**Provided text**
■ ■ ■ ■
Introduction
We manage dozens of Next.js applications for our clients across K3s clusters. Over time, we have built a deployment pipeline that is fast, reliable, and achieves true zero-downtime deployments. This article describes our production setup: from code push to live traffic, fully automated through CI/CD.
This is not a theoretical guide — this is what we run in production today.
Architecture Overview
Developer pushes to main branch
|
v
CI/CD pipeline triggers (GitLab CI / GitHub Actions)
|
v
Docker build + push to Container Registry (GitLab Registry / ECR / GHCR)
|
v
kubectl set image → rolling update on K3s
|
v
Cloudflare cache purge (automatic)
|
v
Traffic: Cloudflare CDN → Tunnel → K3s Service → Next.js pods
1. CI/CD Pipeline
We use GitLab CI (works the same with GitHub Actions) to build and push images to a container registry. No manual steps — push to main and the pipeline handles everything.
GitLab CI Example (.gitlab-ci.yml)
■ ■ ■ ■
Records from a dataset
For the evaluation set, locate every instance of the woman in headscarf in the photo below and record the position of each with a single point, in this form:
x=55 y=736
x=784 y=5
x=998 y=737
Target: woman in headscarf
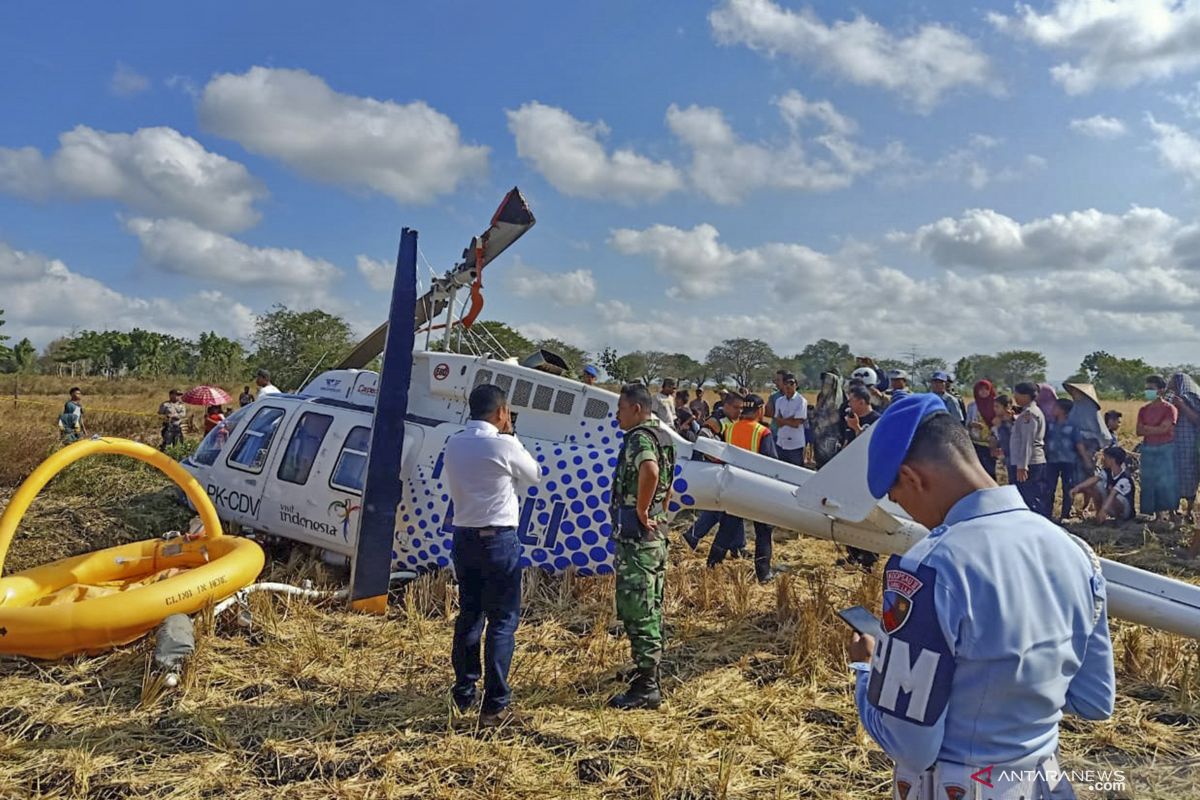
x=1093 y=434
x=827 y=419
x=1185 y=395
x=1047 y=400
x=981 y=419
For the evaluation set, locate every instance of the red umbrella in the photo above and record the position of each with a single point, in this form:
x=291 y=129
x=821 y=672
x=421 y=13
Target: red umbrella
x=207 y=396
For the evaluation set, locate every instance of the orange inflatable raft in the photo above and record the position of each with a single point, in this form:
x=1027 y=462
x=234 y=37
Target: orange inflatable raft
x=100 y=600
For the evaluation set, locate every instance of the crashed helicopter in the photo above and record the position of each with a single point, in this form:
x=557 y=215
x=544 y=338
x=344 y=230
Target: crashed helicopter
x=295 y=464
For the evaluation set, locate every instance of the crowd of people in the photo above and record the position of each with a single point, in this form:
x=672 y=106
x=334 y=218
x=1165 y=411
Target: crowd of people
x=172 y=413
x=1061 y=452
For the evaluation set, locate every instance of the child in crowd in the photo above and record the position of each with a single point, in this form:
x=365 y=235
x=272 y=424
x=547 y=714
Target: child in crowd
x=1156 y=426
x=213 y=416
x=1111 y=488
x=1061 y=456
x=1113 y=422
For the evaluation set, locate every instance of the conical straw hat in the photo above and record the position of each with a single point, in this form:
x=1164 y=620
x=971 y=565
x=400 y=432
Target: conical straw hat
x=1087 y=390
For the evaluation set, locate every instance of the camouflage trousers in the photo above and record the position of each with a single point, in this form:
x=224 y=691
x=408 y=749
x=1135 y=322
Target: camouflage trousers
x=641 y=570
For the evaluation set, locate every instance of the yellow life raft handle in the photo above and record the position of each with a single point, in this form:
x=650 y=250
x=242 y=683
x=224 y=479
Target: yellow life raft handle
x=73 y=452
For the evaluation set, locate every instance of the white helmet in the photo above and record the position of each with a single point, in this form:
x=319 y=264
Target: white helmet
x=865 y=374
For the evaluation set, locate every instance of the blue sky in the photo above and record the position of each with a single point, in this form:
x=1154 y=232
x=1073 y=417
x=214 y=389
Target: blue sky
x=949 y=176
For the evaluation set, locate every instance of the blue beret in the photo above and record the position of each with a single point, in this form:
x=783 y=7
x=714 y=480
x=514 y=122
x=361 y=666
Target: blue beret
x=893 y=437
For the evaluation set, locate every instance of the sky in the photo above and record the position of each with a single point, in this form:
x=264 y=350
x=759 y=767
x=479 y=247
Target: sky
x=945 y=178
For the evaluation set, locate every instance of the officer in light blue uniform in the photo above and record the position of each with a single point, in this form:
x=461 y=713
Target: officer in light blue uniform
x=995 y=624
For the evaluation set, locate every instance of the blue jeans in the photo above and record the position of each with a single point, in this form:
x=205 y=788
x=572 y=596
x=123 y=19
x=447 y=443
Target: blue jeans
x=732 y=536
x=792 y=456
x=1060 y=473
x=489 y=570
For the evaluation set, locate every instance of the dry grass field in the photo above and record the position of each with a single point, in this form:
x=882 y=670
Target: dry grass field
x=313 y=702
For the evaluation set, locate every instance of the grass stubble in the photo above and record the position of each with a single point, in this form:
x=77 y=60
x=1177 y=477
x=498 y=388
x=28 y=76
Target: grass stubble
x=315 y=702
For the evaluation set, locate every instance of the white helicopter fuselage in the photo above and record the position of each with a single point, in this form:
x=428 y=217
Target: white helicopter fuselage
x=294 y=465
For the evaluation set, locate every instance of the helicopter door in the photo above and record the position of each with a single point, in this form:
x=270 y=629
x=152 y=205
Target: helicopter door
x=246 y=461
x=295 y=501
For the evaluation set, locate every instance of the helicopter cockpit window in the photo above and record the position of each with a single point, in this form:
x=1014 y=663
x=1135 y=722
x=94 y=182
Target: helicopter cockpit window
x=304 y=446
x=215 y=440
x=250 y=452
x=352 y=462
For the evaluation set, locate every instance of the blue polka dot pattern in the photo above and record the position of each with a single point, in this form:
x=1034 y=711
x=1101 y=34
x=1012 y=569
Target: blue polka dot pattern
x=564 y=521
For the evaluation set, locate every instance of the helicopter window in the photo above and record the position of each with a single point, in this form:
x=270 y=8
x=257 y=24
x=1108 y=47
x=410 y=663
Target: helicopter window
x=595 y=409
x=250 y=452
x=522 y=392
x=303 y=447
x=215 y=440
x=352 y=462
x=541 y=398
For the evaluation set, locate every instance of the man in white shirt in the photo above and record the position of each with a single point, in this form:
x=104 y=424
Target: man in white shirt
x=486 y=467
x=664 y=402
x=791 y=410
x=263 y=380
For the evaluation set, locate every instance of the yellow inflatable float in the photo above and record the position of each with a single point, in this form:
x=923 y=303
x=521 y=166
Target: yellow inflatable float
x=100 y=600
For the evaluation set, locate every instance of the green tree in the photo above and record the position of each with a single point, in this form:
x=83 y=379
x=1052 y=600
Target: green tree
x=821 y=356
x=749 y=362
x=687 y=370
x=4 y=348
x=292 y=343
x=1005 y=370
x=1114 y=376
x=611 y=362
x=24 y=356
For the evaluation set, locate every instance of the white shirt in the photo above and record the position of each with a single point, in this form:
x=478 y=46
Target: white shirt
x=664 y=408
x=789 y=438
x=485 y=471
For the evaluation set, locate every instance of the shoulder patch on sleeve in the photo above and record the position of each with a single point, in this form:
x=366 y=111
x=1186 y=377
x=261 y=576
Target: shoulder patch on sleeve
x=912 y=667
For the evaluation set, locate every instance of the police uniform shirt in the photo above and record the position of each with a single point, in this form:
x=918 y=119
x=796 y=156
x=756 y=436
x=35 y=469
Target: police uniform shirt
x=995 y=624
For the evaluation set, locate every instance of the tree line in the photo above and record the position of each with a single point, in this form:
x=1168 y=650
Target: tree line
x=294 y=343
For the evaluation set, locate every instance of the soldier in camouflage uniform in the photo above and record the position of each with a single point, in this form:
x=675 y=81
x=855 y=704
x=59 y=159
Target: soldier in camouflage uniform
x=641 y=489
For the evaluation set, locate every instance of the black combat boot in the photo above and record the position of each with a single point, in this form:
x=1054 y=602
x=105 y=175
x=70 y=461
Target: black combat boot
x=642 y=693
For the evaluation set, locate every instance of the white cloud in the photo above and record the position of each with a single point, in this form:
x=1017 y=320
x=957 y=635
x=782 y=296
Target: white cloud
x=726 y=167
x=701 y=266
x=1114 y=42
x=983 y=239
x=409 y=152
x=45 y=299
x=1177 y=149
x=155 y=170
x=570 y=155
x=180 y=247
x=978 y=163
x=1099 y=127
x=127 y=82
x=378 y=275
x=574 y=288
x=922 y=66
x=1095 y=281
■ ■ ■ ■
**Directions**
(a) List, in order, the components that traffic passes through according to the "Traffic:" line in the Next.js deployment article's architecture overview.
(b) Carry on the article about zero-downtime Next.js deployments on K3s, starting right after its final line.

**Answers below**
(a) Cloudflare CDN, Tunnel, K3s Service, Next.js pods

(b)
stages:
- build
- deploy
variables:
IMAGE: $CI_REGISTRY_IMAGE/app
TAG: $CI_COMMIT_SHORT_SHA
build:
stage: build
image: docker:24
services:
- docker:24-dind
script:
- docker login -u $CI_REGISTRY_USER -p $CI_REGISTRY_PASSWORD $CI_REGISTRY
- docker build
--cache-from $IMAGE:latest
-t $IMAGE:$TAG
-t $IMAGE:latest
-f Dockerfile .
- docker push $IMAGE:$TAG
- docker push $IMAGE:latest
only:
- main
deploy:
stage: deploy
image: bitnami/kubectl:latest
script:
- kubectl set image deployment/myapp app=$IMAGE:$TAG -n myapp
- kubectl rollout status deployment/myapp -n myapp --timeout=300s
- |
curl -s -X POST \
"https://api.cloudflare.com/client/v4/zones/$CF_ZONE_ID/purge_cache" \
-H "Authorization: Bearer $CF_API_TOKEN" \
-H "Content-Type: application/json" \
--data '{"purge_everything":true}'
only:
- main
GitHub Actions Alternative
name: Deploy
on:
push:
branches: [main]
jobs:
deploy:
runs-on: ubuntu-latest
steps:
- uses: actions/checkout@v4
- uses: docker/login-action@v3
with:
registry: ghcr.io
username: ${{ github.actor }}
password: ${{ secrets.GITHUB_TOKEN }}
- uses: docker/build-push-action@v5
with:
push: true
tags: ghcr.io/${{ github.repository }}/app:${{ github.sha }}
- uses: azure/k8s-set-context@v3
with:
kubeconfig: ${{ secrets.KUBECONFIG }}
- run: |
kubectl set image deployment/myapp \
app=ghcr.io/${{ github.repository }}/app:${{ github.sha }} \
-n myapp
kubectl rollout status deployment/myapp -n myapp --timeout=300s
Why Container Registry?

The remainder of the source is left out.